▸ DO THIS:
Copy the material below from the line with "Would you be able to mark the small" through its end, requests included, and shift every coordinate in the answers by adding 69 to each number.

▽

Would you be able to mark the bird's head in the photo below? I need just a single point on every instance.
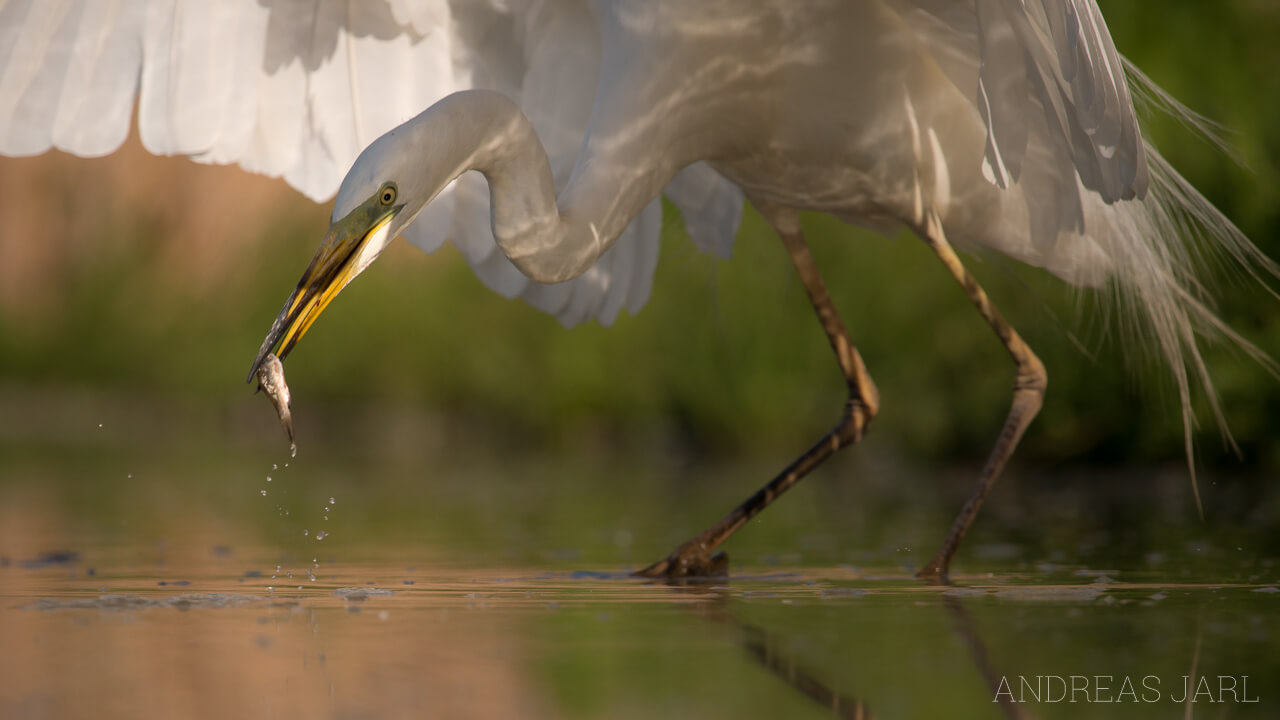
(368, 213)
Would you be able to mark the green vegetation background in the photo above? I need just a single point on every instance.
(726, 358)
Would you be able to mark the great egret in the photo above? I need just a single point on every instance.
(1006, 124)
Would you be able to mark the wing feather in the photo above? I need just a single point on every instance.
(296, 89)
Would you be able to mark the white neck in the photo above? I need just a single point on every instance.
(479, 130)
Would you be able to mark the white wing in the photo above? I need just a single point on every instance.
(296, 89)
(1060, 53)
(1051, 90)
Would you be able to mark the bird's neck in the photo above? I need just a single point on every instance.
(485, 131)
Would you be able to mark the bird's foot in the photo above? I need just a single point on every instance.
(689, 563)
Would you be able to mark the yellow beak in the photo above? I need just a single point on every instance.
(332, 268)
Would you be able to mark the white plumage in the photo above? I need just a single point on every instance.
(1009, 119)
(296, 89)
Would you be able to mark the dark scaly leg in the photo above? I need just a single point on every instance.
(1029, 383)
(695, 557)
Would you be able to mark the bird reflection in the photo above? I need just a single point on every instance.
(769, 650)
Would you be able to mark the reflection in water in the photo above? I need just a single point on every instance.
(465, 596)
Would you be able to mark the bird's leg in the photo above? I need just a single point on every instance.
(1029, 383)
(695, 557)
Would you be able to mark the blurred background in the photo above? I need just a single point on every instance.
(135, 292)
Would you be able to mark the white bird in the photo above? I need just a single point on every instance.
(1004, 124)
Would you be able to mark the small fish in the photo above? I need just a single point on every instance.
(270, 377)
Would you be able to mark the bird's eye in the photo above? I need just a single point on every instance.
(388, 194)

△

▸ SOLUTION:
Would you be able to mark the small fish in the photo above? I need just a single point on every instance.
(339, 446)
Would you be able to mark the bird's eye in the photo above? I need just a single point on every instance.
(457, 263)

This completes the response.